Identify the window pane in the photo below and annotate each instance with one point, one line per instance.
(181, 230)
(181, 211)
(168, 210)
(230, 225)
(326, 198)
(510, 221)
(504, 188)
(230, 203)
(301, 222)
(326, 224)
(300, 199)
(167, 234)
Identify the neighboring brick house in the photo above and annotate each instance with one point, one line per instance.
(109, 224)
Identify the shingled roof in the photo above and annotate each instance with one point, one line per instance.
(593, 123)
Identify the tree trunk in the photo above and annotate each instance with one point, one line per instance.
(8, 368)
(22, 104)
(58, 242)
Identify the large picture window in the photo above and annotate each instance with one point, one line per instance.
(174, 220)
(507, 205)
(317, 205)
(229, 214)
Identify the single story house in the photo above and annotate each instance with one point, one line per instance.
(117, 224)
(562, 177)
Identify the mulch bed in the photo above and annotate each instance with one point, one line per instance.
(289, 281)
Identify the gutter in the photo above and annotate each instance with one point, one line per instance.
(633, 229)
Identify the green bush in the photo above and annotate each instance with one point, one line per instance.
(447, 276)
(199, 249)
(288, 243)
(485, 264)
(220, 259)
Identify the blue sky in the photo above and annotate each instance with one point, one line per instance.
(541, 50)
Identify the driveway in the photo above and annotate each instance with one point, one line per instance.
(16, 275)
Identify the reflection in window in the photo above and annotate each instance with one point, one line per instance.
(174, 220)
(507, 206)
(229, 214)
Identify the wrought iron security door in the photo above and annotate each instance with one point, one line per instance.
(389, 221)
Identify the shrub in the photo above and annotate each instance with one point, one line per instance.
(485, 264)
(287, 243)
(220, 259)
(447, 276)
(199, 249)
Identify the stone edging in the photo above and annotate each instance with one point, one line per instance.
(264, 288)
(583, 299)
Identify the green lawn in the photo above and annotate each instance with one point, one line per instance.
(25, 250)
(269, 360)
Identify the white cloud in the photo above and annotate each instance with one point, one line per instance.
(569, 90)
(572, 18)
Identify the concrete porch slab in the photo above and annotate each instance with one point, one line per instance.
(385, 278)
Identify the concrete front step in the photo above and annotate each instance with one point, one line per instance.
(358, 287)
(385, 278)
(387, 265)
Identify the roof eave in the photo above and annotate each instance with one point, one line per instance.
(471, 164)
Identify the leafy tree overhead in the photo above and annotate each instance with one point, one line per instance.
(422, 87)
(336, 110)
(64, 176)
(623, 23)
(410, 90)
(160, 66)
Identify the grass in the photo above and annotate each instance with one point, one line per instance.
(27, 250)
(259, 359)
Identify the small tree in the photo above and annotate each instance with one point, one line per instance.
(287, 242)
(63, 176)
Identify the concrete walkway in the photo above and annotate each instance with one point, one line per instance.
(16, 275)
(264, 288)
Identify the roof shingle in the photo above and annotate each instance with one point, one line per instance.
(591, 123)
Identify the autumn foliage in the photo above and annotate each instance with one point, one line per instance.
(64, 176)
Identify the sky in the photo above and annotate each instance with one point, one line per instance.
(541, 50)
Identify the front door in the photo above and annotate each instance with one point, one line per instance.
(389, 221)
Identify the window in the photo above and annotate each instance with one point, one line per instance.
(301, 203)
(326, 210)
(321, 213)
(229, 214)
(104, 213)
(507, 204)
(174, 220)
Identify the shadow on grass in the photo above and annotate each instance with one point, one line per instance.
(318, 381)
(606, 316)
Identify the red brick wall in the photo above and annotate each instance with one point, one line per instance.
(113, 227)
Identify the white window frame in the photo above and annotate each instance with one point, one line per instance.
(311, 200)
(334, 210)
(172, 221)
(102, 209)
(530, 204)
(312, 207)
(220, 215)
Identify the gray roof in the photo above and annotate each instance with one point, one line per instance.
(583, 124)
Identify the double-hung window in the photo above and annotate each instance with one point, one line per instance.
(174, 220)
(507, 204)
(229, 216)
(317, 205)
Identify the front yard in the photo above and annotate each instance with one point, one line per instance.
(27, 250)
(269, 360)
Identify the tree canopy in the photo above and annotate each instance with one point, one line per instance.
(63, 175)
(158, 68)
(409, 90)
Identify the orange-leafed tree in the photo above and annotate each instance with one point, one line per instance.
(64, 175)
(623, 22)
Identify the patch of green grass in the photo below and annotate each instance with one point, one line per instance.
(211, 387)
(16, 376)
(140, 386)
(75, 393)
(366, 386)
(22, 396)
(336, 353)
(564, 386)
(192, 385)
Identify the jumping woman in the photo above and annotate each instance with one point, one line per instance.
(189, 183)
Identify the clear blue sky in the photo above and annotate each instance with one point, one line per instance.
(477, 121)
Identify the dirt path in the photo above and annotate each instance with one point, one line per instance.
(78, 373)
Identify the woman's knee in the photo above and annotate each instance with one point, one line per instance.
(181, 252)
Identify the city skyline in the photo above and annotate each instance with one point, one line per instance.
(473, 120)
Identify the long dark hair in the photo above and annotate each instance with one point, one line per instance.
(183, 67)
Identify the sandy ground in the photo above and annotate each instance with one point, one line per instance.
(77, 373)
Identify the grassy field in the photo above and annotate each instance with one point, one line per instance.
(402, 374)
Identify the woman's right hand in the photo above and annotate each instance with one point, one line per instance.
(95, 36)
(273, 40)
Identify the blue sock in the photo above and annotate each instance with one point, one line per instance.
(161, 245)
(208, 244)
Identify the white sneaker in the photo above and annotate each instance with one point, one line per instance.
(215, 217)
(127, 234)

*WHAT TO PRODUCE*.
Each line above should be duplicated without any alteration.

*ANSWER TO THE PROBLEM*.
Identify the window pane in the photo below and annotate each instance with one point, one line per instance.
(181, 230)
(181, 211)
(168, 210)
(230, 225)
(326, 198)
(510, 221)
(504, 188)
(230, 203)
(301, 222)
(326, 224)
(300, 199)
(167, 234)
Identify the neighboring brick house in the photo above and annotate each instance with one point, one line per instance.
(109, 224)
Identify the shingled roof in the photo above and annotate each instance with one point, one line per instance.
(593, 123)
Identify the tree trunk in the photo above and annotate each instance with one point, one line per instance.
(8, 368)
(22, 104)
(58, 242)
Identify the large picture window in the photo above and annotate each instance with one point, one line per instance.
(174, 220)
(507, 205)
(317, 205)
(229, 214)
Identify the single story house in the photo above and annotate each instance with one point, one line per instance.
(117, 224)
(562, 177)
Identify the mulch bed in the photo above and annotate each instance with one point, one line per instance.
(289, 281)
Identify the gutter in the photo above and annotate each instance with one point, one line per instance.
(633, 229)
Identify the green bush in the photo above and annotate each instance with one point, one line per instance.
(447, 276)
(199, 249)
(288, 243)
(485, 264)
(220, 259)
Identify the blue sky in the photo above and annotate each instance with one point, one line per instance.
(541, 50)
Identify the driveway in the photo above and annotate each instance with one point, one line per instance.
(16, 275)
Identify the reflection in window in the photo above and annotate each instance with one point, one line per instance.
(174, 220)
(507, 206)
(229, 214)
Identify the wrought iron security door in the photo above and annotate each instance with one point, one line per instance.
(389, 221)
Identify the shrub in the photo above and annotate each instance with one point, one line per instance.
(485, 264)
(287, 243)
(220, 259)
(447, 276)
(199, 249)
Identify the stone edging in the photo above and annotate each instance with one point, one line per instance.
(264, 288)
(583, 299)
Identify the green lawn in the photo above and annotate each instance with one point, one line per instance.
(25, 250)
(269, 360)
Identify the white cloud in the photo above and annotate each instance with one point, one line per instance.
(569, 90)
(572, 18)
Identify the concrete porch slab in the photo above and annotate each instance with one point, one line per instance.
(385, 278)
Identify the concrete front step in the photo above and annotate each instance with one point, one line per instance.
(358, 287)
(385, 278)
(387, 265)
Identify the roof eave in the photo above and annotate each instance with one point, one line per instance.
(471, 164)
Identify the leafy tree overhead in the photo above and annotate each instance with one point, one line per instance.
(422, 87)
(336, 110)
(64, 176)
(623, 23)
(410, 90)
(160, 66)
Identify the grass in the photo above and annotate each instance with one point, one line per instance.
(27, 250)
(259, 359)
Identify the small tree in the photo above and annotate each instance with one point, one line per instance.
(287, 242)
(63, 176)
Identify the concrete walkway in the photo above and annotate each instance with one point, one line per instance.
(16, 275)
(264, 288)
Identify the roof shingle in the photo above and annotate each instance with one point, one line per instance.
(591, 123)
Identify the autumn foliage in the photo above and annotate each instance with one point, one line per instance.
(64, 176)
Identify the sky in the photo above and annotate each instance with one point, one line per instance.
(541, 50)
Identify the front door in the photo above and annotate each instance with one point, one line per instance.
(389, 221)
Identify the window in the photo above and annotate each instance with one point, one line per instance.
(301, 203)
(326, 210)
(321, 213)
(229, 214)
(104, 213)
(507, 204)
(174, 220)
Identify the shadow on grass in the photo above and annotate each instance with one point, one line per instance.
(318, 381)
(606, 316)
Identify the red brick wall in the photo above and annotate each instance with one point, one line per instance.
(113, 227)
Identify the white window frame in the photo above and annotate each instance with one point, one line per instance.
(311, 200)
(334, 210)
(172, 221)
(102, 209)
(530, 204)
(312, 207)
(220, 215)
Identify the gray roof in the photo above and annotate each instance with one point, one line per instance.
(583, 124)
Identify the double-hung window in the photo above and annotate each instance with one point, one line per instance.
(174, 220)
(507, 204)
(229, 216)
(317, 205)
Identify the front yard in the photo above and annotate each instance with one point, one line per instance.
(27, 250)
(269, 360)
Identify the tree canopy in the photo above and annotate each instance with one point, one line per instance.
(63, 175)
(158, 68)
(409, 90)
Identify the orange-leafed tree in the photo above and annotate each instance with one point, one line per instance.
(64, 175)
(623, 22)
Identify the patch of green grass in the photo below and annotate each instance with one point, one line per instance.
(211, 387)
(16, 376)
(140, 386)
(75, 393)
(366, 386)
(22, 396)
(336, 353)
(564, 386)
(192, 385)
Identify the jumping woman in the photo above and annotate each instance with one point, one line per instance.
(189, 183)
Identify the clear blue sky in the photo above and annotate each instance with one point, one line per instance.
(477, 121)
Identify the dirt path in the photo above and annotate each instance with one point, one line per instance.
(78, 373)
Identify the woman's knee in the photo above and annotate each instance with one point, one line per instance.
(181, 252)
Identify the city skyline in the photo above and annotate each instance with one point, one line per instance.
(473, 120)
Identify the long dark hair in the photo above and annotate each instance with one point, one line per instance.
(183, 67)
Identify the sandy ground in the photo above and annotate each instance with one point, one line per instance.
(77, 373)
Identify the grassy field in the photo above and annotate each instance with one point, one line per instance.
(402, 374)
Identify the woman's right hand in the photo above and annotate each instance with one point, one line per instance.
(95, 36)
(273, 40)
Identify the blue sock in the photo above and annotate each instance with one point, one line per instance.
(161, 245)
(208, 244)
Identify the white sneaker in the photo above and annotate each instance with one point, one line per instance.
(215, 217)
(127, 234)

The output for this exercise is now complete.